==== Texte à lire

La littérature de caniveau (ou le contre saint Proust)





Une chose est sûre, la littérature c’est du sérieux. C’est extrêmement sérieux. Il faut faire gaffe, peser chaque mot quand on en parle, quand on se targue de savoir de quoi on parle. C’est important. C’est très sérieux, je le répète. Et le pire dans tout ça, c’est qu’il faut l’être sans jamais se prendre complètement au sérieux. Un exercice difficile, périlleux. 
C’est là que le bât blesse, généralement. Les gens qui parlent des livres, les gens qui commentent le style des auteurs (quand il s’agit d’auteurs, quand ces derniers ont un style), ont le plus souvent des idées précises. Regardez-les. Regardez comme ils se campent dans leur pantalon de velours, leur chemise amidonnée. Ils croisent les bras, ils bombent le torse, les muscles de la gorge se nouent, ils vont parler, ils parlent, ils ont des certitudes. 
J’ai comme ça entendu dire récemment qu’il existe une littérature de caniveau. C’était asséné, c’était péremptoire, c’était convaincu, tellement convaincu. Entendons-nous bien. L’expert en Lettres qui affirmait cela ne parlait pas des imposteurs ni des cataclysmes prosaïques qui polluent les rayons des libraires et l’esprit des lecteurs, publication après publication. Ils ne parlaient des Lévy, Musso, Gounelle qui font de la littérature comme Trump, Poutine ou Kim Jung-un feraient de la politique. Non, non, pas de ceux-là. Pas de ces aligneurs de prose sans métronome, sans couleurs et surtout sans idées. Ah, je vous vois venir ! Je vous entends ! Vous allez me dire que je fais comme mes camarades bouffis de certitudes, que je vais vous dire qu’il y a effectivement une littérature de caniveau. Attendez ! On parle de littérature, d’accord ? On parle d’auteurs, de ceux qui ont une idée précise de ce qu’est un mot, une phrase, qui savent tenir le rythme. Je suis sérieux quand je parle de littérature. Ces gens-là sont délibérément à côté de la littérature. Leurs lecteurs sont à côté de la littérarité. De la lecture même. 
Vous voulez que je vous raconte ? J’ai chaque fois des élèves qui boudent mon discours en début d’année, quand je débite ça. Ils ne sont pas convaincus. Vous savez ce que je leur dis ? Ecoutez les gars, laissez-moi quelques mois, laissez-moi vous montrer quelques trésors, laissez-moi vous montrer comment ça fonctionne un texte littéraire, comment ça vibre une phrase écrite par un auteur, un vrai, celui qui passe trois jours sur une phrase, s’il le faut. A la fin de l’année, vous savez quoi ? A la fin de l’année je leur donne des extraits de romans. Tous anonymes. Je leur mets des pépites et de la daube. Sérieusement, vous savez quoi ? Ils lisent, ils analysent, ils prélèvent le rythme, il tentent de le justifier, ils mesurent les cadences des phrases, ils interrogent la vision du monde, les effets d’ombres et de lumières. Vous savez quoi ? Ils sont capables de dire ce qui est littéraire et ce qui ne l’est pas. Un sans faute. Ça leur a pris quelques mois. A peine quelques mois.

========

* [La consigne]
Recopiez mot pour mot le passage du texte sur la littérature de caniveau qui va de « Une chose est » jusqu'à « ont des certitudes. ».

==== Jeu de données

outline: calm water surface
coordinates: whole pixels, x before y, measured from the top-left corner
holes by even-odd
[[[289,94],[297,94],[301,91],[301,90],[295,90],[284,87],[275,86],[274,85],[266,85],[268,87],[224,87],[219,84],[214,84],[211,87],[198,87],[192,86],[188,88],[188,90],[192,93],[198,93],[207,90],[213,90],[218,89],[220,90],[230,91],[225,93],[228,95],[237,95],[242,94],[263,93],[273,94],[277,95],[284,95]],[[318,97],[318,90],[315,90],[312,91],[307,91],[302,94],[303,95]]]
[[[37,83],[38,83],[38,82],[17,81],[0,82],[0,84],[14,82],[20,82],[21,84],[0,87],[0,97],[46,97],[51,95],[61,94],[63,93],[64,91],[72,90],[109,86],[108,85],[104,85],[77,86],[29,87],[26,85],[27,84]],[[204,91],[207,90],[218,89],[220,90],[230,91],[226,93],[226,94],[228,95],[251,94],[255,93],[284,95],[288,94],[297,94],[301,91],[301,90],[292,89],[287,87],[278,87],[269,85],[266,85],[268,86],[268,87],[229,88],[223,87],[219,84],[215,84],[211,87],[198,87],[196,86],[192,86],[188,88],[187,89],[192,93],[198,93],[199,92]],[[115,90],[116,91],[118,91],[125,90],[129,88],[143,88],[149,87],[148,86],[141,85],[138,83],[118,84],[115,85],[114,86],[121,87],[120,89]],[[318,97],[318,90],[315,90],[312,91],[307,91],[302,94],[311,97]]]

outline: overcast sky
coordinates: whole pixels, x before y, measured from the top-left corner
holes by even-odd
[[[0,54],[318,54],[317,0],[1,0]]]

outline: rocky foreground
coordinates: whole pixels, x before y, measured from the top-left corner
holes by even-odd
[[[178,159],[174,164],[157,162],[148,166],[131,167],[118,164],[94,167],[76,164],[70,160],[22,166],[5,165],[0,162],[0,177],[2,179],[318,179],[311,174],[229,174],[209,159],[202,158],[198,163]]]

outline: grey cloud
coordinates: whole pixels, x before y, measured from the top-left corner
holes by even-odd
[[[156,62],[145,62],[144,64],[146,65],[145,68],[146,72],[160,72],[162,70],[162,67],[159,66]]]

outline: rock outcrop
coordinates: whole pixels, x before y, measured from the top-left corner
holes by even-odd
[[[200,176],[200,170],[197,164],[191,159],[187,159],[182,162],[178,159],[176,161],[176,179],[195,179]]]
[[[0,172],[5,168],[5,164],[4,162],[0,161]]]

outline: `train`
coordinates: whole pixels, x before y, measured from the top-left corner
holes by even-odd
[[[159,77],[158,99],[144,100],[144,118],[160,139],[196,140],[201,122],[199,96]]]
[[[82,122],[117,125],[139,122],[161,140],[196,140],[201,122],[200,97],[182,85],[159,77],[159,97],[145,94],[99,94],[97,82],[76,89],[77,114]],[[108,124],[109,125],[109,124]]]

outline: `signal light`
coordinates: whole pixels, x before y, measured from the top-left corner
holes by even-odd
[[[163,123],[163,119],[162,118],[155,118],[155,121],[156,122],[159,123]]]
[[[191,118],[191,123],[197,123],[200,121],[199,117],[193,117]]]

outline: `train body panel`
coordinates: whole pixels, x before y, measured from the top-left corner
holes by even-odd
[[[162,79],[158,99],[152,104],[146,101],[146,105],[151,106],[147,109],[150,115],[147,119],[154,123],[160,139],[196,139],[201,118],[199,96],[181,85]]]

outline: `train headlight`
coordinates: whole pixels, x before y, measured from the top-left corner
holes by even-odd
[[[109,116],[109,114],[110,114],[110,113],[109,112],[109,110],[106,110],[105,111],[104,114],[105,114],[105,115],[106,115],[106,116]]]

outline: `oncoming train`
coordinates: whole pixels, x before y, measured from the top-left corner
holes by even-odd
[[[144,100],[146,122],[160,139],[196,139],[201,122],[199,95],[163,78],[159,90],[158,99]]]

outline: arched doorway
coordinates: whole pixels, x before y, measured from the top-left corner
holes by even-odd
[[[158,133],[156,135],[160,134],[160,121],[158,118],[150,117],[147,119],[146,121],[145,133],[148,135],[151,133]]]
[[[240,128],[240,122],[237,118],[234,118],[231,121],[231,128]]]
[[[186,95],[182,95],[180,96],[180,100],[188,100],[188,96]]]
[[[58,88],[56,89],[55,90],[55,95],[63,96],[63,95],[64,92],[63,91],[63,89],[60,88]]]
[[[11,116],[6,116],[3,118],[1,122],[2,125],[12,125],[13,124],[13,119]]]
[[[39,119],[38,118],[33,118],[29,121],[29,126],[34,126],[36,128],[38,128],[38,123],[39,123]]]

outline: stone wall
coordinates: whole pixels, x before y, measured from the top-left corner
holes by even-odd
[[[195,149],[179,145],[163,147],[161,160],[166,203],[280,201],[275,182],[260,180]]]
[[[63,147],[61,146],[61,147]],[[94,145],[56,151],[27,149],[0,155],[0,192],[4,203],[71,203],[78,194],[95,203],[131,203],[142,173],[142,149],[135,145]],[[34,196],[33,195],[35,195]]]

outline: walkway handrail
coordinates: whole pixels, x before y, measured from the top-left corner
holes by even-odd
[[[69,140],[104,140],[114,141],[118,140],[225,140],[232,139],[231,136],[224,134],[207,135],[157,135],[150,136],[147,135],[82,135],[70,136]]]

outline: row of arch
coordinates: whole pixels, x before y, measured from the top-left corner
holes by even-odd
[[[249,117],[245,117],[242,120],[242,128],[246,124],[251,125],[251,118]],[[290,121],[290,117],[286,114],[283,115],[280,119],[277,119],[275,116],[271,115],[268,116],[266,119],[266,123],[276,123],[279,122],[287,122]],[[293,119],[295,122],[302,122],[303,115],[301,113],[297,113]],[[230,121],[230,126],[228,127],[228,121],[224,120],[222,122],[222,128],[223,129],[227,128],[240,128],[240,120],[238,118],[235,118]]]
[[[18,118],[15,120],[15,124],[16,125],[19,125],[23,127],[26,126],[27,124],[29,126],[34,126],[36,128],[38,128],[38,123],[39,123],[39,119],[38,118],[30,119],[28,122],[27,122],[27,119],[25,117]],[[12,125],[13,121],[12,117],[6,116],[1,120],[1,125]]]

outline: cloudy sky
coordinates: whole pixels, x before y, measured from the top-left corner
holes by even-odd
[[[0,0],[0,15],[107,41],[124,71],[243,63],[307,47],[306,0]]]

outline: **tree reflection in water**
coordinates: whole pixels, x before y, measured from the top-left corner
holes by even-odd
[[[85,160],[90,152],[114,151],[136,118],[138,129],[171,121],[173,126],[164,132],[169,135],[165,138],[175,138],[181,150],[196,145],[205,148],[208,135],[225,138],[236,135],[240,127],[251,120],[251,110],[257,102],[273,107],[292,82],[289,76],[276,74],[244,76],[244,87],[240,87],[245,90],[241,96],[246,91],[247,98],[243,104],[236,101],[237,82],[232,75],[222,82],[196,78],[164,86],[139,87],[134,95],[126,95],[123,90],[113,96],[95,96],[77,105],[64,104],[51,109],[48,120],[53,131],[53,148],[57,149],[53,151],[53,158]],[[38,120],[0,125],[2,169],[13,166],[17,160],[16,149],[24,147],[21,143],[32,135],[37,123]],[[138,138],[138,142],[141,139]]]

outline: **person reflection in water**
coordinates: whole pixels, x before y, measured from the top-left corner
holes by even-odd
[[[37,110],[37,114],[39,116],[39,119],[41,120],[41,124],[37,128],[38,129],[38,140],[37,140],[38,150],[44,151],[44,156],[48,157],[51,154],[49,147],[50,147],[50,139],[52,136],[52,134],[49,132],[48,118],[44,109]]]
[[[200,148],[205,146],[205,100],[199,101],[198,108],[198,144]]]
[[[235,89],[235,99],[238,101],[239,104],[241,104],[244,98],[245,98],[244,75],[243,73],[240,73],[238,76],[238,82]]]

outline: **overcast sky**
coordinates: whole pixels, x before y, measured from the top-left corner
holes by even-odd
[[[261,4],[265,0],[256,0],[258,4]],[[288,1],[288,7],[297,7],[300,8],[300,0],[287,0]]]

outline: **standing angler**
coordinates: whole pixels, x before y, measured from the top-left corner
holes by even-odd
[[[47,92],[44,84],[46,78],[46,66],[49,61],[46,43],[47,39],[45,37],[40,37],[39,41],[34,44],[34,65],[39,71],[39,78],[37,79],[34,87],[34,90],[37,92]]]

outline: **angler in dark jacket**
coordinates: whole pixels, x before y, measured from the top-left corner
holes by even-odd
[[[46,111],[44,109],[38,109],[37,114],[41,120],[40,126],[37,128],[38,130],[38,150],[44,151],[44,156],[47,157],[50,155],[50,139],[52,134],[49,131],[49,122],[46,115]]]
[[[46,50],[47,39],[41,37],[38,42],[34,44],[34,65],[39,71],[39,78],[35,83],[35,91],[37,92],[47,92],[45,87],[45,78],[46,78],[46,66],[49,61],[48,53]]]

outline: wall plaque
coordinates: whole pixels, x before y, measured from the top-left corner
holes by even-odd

========

* [Corrigé]
Une chose est sûre, la littérature c’est du sérieux. C’est extrêmement sérieux. Il faut faire gaffe, peser chaque mot quand on en parle, quand on se targue de savoir de quoi on parle. C’est important. C’est très sérieux, je le répète. Et le pire dans tout ça, c’est qu’il faut l’être sans jamais se prendre complètement au sérieux. Un exercice difficile, périlleux. 
C’est là que le bât blesse, généralement. Les gens qui parlent des livres, les gens qui commentent le style des auteurs (quand il s’agit d’auteurs, quand ces derniers ont un style), ont le plus souvent des idées précises. Regardez-les. Regardez comme ils se campent dans leur pantalon de velours, leur chemise amidonnée. Ils croisent les bras, ils bombent le torse, les muscles de la gorge se nouent, ils vont parler, ils parlent, ils ont des certitudes.